| Task to complete |
Transcribe the entries below without changing a word, and omit every picture.

Referring expression pointing data
- Opening Delimiter -
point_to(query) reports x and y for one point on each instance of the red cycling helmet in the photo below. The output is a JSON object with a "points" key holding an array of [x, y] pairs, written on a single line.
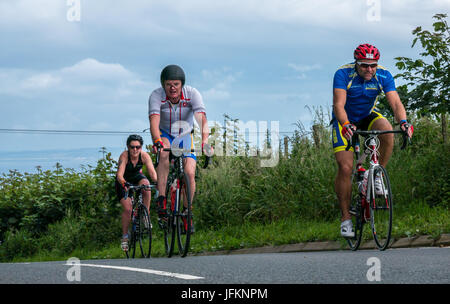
{"points": [[366, 51]]}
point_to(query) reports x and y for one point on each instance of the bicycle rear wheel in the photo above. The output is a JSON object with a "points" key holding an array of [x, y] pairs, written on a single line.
{"points": [[169, 224], [184, 219], [380, 208], [358, 223], [132, 243], [144, 232]]}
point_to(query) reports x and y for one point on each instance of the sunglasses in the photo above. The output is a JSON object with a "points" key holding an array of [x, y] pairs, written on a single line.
{"points": [[367, 65]]}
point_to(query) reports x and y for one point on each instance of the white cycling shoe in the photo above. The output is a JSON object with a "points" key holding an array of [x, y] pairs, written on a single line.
{"points": [[347, 229]]}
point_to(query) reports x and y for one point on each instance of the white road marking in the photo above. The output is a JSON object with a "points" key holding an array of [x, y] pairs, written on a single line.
{"points": [[151, 271]]}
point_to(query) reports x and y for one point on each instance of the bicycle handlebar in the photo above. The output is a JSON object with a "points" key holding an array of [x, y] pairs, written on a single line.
{"points": [[135, 187], [207, 160], [379, 132]]}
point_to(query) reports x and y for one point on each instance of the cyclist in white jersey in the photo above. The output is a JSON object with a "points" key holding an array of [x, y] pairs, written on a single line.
{"points": [[172, 109]]}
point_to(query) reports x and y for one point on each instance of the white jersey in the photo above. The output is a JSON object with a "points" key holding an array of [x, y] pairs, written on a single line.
{"points": [[176, 118]]}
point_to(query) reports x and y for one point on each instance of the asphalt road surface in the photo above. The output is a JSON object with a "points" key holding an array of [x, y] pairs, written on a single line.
{"points": [[429, 265]]}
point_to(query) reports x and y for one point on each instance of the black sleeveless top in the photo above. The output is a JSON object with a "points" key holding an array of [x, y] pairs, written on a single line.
{"points": [[131, 172]]}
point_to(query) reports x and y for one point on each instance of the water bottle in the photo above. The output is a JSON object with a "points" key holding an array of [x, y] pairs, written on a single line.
{"points": [[361, 178], [363, 184], [134, 219]]}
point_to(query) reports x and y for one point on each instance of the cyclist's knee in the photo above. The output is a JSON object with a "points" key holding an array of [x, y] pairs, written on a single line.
{"points": [[345, 168]]}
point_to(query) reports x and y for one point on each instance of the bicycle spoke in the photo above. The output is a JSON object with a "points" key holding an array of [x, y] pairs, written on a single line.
{"points": [[145, 232], [381, 210], [184, 220]]}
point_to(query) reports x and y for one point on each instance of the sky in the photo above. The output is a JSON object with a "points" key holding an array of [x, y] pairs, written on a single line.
{"points": [[90, 65]]}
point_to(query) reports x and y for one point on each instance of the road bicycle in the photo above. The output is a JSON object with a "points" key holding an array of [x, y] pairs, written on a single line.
{"points": [[178, 223], [369, 205], [141, 226]]}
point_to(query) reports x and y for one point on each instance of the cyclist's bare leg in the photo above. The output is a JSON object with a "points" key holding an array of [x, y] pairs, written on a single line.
{"points": [[163, 168], [386, 140], [189, 169], [126, 214], [343, 185], [146, 195]]}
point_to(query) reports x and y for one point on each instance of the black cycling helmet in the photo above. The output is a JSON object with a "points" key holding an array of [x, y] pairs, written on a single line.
{"points": [[172, 72], [135, 137]]}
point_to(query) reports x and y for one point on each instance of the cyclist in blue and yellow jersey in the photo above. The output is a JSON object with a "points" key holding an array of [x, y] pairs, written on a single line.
{"points": [[129, 170], [356, 87], [172, 109]]}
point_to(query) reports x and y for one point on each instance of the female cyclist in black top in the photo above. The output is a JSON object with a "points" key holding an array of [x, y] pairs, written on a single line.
{"points": [[130, 170]]}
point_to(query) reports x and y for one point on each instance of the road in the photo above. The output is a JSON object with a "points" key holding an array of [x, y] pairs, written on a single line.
{"points": [[397, 266]]}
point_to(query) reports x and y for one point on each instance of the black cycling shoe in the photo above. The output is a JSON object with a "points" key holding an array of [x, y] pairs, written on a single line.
{"points": [[183, 231]]}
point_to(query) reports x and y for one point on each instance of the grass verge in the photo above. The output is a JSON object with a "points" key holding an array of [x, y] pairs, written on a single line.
{"points": [[414, 220]]}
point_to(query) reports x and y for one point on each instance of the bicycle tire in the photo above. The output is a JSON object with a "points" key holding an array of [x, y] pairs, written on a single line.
{"points": [[169, 225], [184, 220], [381, 208], [132, 244], [144, 232]]}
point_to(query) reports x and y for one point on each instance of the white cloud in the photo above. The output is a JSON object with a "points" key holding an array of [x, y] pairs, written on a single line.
{"points": [[91, 69], [41, 81], [221, 81]]}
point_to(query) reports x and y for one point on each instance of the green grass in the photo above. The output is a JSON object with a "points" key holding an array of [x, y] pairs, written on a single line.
{"points": [[418, 219]]}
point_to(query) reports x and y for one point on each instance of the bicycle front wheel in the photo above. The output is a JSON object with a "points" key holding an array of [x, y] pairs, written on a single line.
{"points": [[184, 219], [380, 205], [145, 232]]}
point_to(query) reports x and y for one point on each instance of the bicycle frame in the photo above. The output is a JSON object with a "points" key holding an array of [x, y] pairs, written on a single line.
{"points": [[366, 202]]}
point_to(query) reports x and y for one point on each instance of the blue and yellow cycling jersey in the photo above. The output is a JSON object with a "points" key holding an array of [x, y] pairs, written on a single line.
{"points": [[361, 95]]}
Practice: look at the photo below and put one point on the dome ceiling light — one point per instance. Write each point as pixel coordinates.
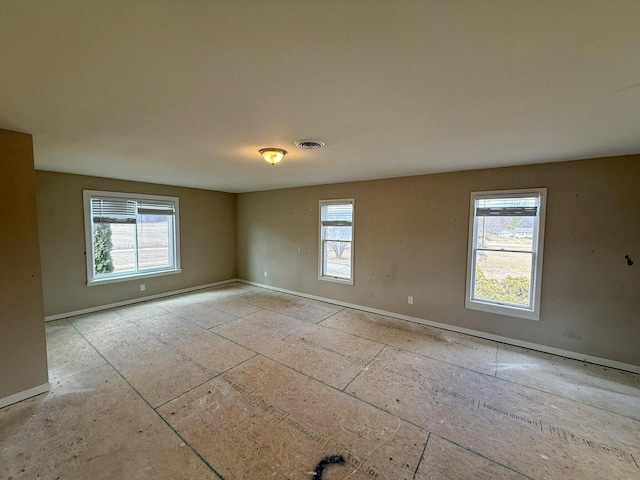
(272, 155)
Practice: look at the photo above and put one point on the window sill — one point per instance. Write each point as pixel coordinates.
(135, 276)
(508, 311)
(344, 281)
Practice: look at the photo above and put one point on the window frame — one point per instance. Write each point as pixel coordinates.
(321, 275)
(87, 195)
(532, 312)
- Closing Delimiter -
| Written answer |
point_to(query) reports x and y for one point on each instance of the red cycling helmet in the photo below. The output is a JSON object with a "points" key holding an array of [x, y] pairs, written on a single line.
{"points": [[366, 51]]}
point_to(query) reports x and y for one point on each instance of the bicycle rear wheel in the photo above. The output is a JSON object with a "points" key holding an array of [x, y] pairs, written on a single line.
{"points": [[169, 224], [184, 219], [380, 208], [358, 223], [132, 243], [144, 232]]}
point_to(query) reports x and y for one point on each instance of the sunglasses in the photo above. The output is a JSON object with a "points" key holding an array of [x, y] pairs, written on a single line.
{"points": [[367, 65]]}
point_to(query) reports x and y for one point on each instance of the white cycling shoe in the photo above. The output is a JSON object with a "points" key holding an array of [x, y] pairs, written on a single line.
{"points": [[347, 229]]}
point_to(query) reports x and y for one point on each instance of the white road marking in the photo above. The output is a JSON object with a "points" key holding an array of [x, y] pairs, written on a single line.
{"points": [[151, 271]]}
point_to(query) reports x and y for one point on each instance of the bicycle handlebar in the photo above. The output is a JSON object with a "points" key holding an array of [x, y] pairs, written on a single line.
{"points": [[135, 187], [207, 160], [379, 132]]}
point_to(query) reports x and y for one point on each instance of the cyclist in white jersey in the photo above. The output is a JSON object with a "points" key holding an array of [x, y] pairs, written on a single line.
{"points": [[172, 109]]}
point_to(query) reports x and y for one point on each instance of the white jersey in the photo above. The output is a JSON object with a "points" key holding an array of [x, y] pairs, written on a single line.
{"points": [[176, 118]]}
point_to(query) reports x and y for one point on each instance of the asphalt road surface in the photo above. The output is a JSON object with a "points" key holding an array of [x, y] pairs, written on a single line.
{"points": [[429, 265]]}
point_to(query) reports x and y for one point on each instance of the black sleeveless top in the photo above. The output is a JSON object with a "points" key holding an array of [x, y] pairs, written on a single line.
{"points": [[131, 172]]}
point_to(query) reports x and y for one point on each instance of the water bottle in the photo above. The output is a JSON object with a "points" key holding an array of [x, y] pairs, written on a single line.
{"points": [[361, 178], [363, 184], [134, 219]]}
point_to(query) reports x and y for one point on each instance of the cyclist's knee in the photo above. The output is a JSON object with a "points" key holding an array of [x, y] pairs, written on a single line.
{"points": [[345, 168]]}
point_to(query) reports x and y for one point on each instance of the bicycle spoke in the photo above. The output is a JSON object with a "points" key holding an array of [x, y] pairs, written on a single line.
{"points": [[145, 232], [381, 210], [184, 220]]}
point_to(query) reports x and y for one point on each instance of the sky in the photo above. The output is a JSON object with a "points" key holding an array of [x, y] pairs, written on a single line.
{"points": [[90, 65]]}
point_to(query) reports x and y for one point on each instance of the road bicycle in the photo above. The output is a JSON object with a "points" key holding an array of [x, y] pairs, written on a single line.
{"points": [[178, 223], [369, 205], [141, 226]]}
point_to(query) reports x and y for one point on each instance of the cyclist's bare leg in the photo above. The output is a JSON object with a "points" key holding an array of [x, y] pairs, written on a single line.
{"points": [[163, 168], [386, 140], [189, 169], [126, 214], [343, 185], [146, 195]]}
point_to(query) reports x and y for one point on each instance of the black cycling helmet in the photo above. The output is a JSON object with a "points" key holding an array of [x, y] pairs, written on a single line.
{"points": [[172, 72], [135, 137]]}
point_to(query) reports x and y for one point on each instance of the cyclist in blue and yellow jersey in the photo above. The output is a JSON object with a "points" key holding an array of [x, y] pairs, written on a single line.
{"points": [[129, 170], [356, 87], [172, 109]]}
point_to(query) reports x and y for one point on each instance of the female cyclist in black top in the photo above. The output is a JSON object with a "points" key holding an array of [x, y] pairs, written on a single line.
{"points": [[130, 170]]}
point_to(query) reports x and y for one point on each instance of the road in the photo above. The output is a JSON object with a "points" key holding an array of [x, y] pairs, written on a single line.
{"points": [[397, 266]]}
point_to(query) reports x and y for one point on each instance of the black cycling shoe in the photo above. The output is a JSON object with a "points" key holding an array of [x, y] pairs, written on a single line.
{"points": [[183, 231]]}
point_to(query) reports x and y for one point on each instance of the grass verge in the photo above. The output is a JSON object with a "points" key holding an array of [x, y] pairs, written on a single line.
{"points": [[414, 220]]}
point_to(query) reports x and y for one point on each instance of the bicycle tire in the photo above. The output is a JSON object with a "points" key holding an array of [x, y] pairs, written on a single line.
{"points": [[169, 225], [184, 220], [381, 208], [132, 244], [144, 232]]}
point_to(query) reports x and y for one point on each instance of the white cloud in the photo above. The output is a JSON object with a "points" key holding an array of [x, y] pairs, written on a single line.
{"points": [[91, 69], [41, 81], [221, 81]]}
point_to(query) reports x and y for one point on each instance of the green grass in the photo above. The output is a JSON object with a "points" key holding an array of [x, y] pairs, written on a single line.
{"points": [[418, 219]]}
point_to(query) reports x and y for one point on each instance of the bicycle front wheel in the photo above. The output is a JSON object with a "points" key holding an array of [x, y] pairs, written on a single line.
{"points": [[184, 219], [380, 205], [145, 232]]}
point_to(query) reports x and y for one point on each instance of the bicycle frame in the photo above. The output is a JSON object with a "points" key holding an array of [x, y] pairs, written on a single line.
{"points": [[366, 202]]}
point_to(query) reports x and y for one point on each instance of the blue and yellow cycling jersey in the photo above. The output is a JSON object with a "points" key holding an array of [x, y] pairs, written on a single line.
{"points": [[361, 95]]}
Practice: look at the photo below and put one point on the dome ceiling light — one point per instance. Write each point as pixel coordinates.
(272, 155)
Practice: look at the photo above and put one point on the window sill — one point per instance. Write each point as pixel coordinates.
(135, 276)
(508, 311)
(344, 281)
Practice: look at the photo above and put one point on the window frame — one point per instance. Write each point as pixel coordinates.
(321, 275)
(87, 195)
(532, 312)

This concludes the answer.